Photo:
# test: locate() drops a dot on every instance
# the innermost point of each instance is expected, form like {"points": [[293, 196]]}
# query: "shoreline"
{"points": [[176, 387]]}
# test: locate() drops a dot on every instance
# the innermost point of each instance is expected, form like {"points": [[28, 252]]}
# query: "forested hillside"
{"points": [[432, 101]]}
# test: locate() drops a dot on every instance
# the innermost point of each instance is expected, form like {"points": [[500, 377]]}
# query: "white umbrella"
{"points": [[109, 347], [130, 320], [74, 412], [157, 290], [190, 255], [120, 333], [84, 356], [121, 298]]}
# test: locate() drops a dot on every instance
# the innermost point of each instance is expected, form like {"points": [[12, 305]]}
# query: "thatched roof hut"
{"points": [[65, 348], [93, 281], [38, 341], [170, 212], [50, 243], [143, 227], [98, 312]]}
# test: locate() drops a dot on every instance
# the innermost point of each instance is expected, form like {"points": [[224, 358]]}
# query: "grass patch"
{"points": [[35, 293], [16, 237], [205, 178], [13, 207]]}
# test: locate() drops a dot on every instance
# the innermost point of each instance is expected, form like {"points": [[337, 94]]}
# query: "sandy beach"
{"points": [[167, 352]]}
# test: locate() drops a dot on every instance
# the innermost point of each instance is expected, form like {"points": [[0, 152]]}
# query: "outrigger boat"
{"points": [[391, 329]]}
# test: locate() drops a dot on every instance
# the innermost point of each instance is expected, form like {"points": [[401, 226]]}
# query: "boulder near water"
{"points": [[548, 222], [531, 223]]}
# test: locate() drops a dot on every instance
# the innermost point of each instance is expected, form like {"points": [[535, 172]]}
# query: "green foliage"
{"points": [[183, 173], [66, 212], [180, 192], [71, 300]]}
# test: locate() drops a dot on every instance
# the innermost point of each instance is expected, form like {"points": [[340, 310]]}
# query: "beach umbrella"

######

**What is needed**
Take from the material above every line that includes the word "like".

**Written response**
# the innermost point of each instance is expected, form like {"points": [[293, 196]]}
# the innermost point of each instance is expected, form like {"points": [[28, 252]]}
# the innermost point of each instance is expected, form like {"points": [[500, 377]]}
# the innermost point of each instance is expected, form like {"points": [[12, 305]]}
# the innermost point of each instance is expected, form like {"points": [[224, 358]]}
# the innermost point of each instance is expected, form like {"points": [[337, 94]]}
# the innermost point of each instance is expected, form like {"points": [[0, 152]]}
# the innermost point of each instance is expected, form like {"points": [[401, 226]]}
# the innermost point of each instance is expected, form like {"points": [[535, 172]]}
# the innermost point of each instance is expected, form like {"points": [[340, 310]]}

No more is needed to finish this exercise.